▶ _GIVEN PASSAGE_

════

Paananen decided the studio had two options to regain its status as a top developer: change its mission or change the company. But the first step was to make sure the rest of the studio was on the same page, he said.
“We actually watched a timeline where we were seeing Supercell’s position dropping year over year and finally even out from the top 10, and of course it’s a very painful thing to watch,” he stated.
“But I think it’s a necessary thing for us to do and really face the truth, and obviously then you want to change, but change has to start from me.”
He added: “But really if you go to the problem and what’s the solution – the fundamental problem was that if you think about our mission, for us to be successful in that mission, we need to be really great at two different things.
“The first one is that we have to be great at creating new games, and then second, once we’ve created a great new game, we have to make it even better for that game to be remembered forever.
“The problem was that we were trying to solve these two very different problems using exactly the same type of approach. That approach of course had made us successful, but it wasn’t relevant anymore, it didn’t work out anymore.

════

▶ _STORED RECORDS_
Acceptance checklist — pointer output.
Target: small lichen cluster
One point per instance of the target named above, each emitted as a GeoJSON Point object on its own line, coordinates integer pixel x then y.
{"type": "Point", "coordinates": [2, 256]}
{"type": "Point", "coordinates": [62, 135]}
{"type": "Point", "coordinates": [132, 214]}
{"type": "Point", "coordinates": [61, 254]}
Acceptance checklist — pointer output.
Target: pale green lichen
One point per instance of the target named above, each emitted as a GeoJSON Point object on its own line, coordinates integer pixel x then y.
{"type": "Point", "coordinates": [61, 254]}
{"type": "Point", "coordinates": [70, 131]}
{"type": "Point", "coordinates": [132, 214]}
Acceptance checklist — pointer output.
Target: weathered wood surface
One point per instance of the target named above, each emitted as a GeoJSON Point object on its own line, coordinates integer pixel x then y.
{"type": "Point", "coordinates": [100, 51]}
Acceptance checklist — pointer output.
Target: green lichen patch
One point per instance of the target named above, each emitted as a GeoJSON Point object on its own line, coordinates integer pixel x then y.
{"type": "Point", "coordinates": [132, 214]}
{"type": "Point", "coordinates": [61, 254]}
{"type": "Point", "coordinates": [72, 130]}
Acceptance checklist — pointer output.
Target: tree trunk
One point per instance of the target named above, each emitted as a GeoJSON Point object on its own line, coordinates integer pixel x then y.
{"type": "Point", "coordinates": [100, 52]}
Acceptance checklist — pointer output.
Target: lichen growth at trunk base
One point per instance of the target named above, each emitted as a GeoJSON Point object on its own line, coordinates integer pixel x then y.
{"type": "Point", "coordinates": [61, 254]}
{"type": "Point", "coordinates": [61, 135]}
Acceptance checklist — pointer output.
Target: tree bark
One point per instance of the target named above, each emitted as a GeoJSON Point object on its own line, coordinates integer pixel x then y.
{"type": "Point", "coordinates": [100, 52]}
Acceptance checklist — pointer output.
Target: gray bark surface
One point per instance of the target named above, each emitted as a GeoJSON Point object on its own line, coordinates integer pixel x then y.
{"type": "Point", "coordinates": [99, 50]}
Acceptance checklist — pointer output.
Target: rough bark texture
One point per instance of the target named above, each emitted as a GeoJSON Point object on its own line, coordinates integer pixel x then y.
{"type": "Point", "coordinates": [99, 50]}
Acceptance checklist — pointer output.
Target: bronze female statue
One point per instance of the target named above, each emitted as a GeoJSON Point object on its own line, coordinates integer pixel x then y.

════

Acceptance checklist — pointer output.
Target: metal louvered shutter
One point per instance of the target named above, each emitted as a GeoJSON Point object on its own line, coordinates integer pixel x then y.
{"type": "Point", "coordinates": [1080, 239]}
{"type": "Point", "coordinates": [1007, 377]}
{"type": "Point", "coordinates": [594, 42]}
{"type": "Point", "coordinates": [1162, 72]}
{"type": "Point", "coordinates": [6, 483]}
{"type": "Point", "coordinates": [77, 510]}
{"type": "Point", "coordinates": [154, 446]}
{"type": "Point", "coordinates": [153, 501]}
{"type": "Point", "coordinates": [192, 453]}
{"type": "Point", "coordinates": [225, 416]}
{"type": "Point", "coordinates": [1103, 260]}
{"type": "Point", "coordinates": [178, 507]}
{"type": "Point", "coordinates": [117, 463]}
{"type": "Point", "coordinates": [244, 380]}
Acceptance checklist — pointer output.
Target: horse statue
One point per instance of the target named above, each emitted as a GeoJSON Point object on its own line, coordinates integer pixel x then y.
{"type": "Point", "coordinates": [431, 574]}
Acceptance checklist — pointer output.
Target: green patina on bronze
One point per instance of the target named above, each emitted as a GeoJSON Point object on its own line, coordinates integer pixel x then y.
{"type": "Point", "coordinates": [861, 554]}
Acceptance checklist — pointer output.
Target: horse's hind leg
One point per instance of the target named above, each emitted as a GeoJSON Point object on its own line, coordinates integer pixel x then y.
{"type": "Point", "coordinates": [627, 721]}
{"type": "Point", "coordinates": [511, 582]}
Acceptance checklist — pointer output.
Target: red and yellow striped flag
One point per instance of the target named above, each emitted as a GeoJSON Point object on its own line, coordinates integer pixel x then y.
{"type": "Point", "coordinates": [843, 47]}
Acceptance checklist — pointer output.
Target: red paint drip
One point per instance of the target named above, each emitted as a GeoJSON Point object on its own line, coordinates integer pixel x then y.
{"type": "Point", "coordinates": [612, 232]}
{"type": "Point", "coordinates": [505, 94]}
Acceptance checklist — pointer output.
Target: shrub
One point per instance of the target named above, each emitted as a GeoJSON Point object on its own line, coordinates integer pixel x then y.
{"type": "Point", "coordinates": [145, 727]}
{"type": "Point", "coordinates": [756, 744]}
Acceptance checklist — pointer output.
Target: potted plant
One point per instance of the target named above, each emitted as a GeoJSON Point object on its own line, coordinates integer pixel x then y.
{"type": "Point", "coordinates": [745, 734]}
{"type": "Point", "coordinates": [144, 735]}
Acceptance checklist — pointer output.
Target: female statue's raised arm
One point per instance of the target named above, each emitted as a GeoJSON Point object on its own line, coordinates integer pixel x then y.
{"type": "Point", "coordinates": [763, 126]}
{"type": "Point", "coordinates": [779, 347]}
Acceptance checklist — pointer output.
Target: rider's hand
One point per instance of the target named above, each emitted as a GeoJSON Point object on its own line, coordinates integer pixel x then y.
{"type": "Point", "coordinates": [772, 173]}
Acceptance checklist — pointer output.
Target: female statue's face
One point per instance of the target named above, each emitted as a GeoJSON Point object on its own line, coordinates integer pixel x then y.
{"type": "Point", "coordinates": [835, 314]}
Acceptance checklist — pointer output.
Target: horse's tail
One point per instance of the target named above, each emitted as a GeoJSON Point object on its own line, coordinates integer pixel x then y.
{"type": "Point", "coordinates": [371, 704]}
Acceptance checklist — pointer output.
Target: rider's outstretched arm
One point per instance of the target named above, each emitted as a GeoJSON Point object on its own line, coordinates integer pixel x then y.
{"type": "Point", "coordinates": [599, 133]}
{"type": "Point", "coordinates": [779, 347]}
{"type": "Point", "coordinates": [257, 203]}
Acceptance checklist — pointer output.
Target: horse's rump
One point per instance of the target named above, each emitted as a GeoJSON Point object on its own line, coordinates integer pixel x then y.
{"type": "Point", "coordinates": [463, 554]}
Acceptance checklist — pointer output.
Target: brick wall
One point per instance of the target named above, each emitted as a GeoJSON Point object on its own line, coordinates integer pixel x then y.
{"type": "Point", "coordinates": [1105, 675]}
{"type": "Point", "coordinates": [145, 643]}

════

▶ _WRITTEN REQUEST_
In the passage about Supercell, what two options did Paananen decide the studio had for regaining its status as a top developer?

▶ _ANSWER FOR THIS EXERCISE_
Change its mission or change the company.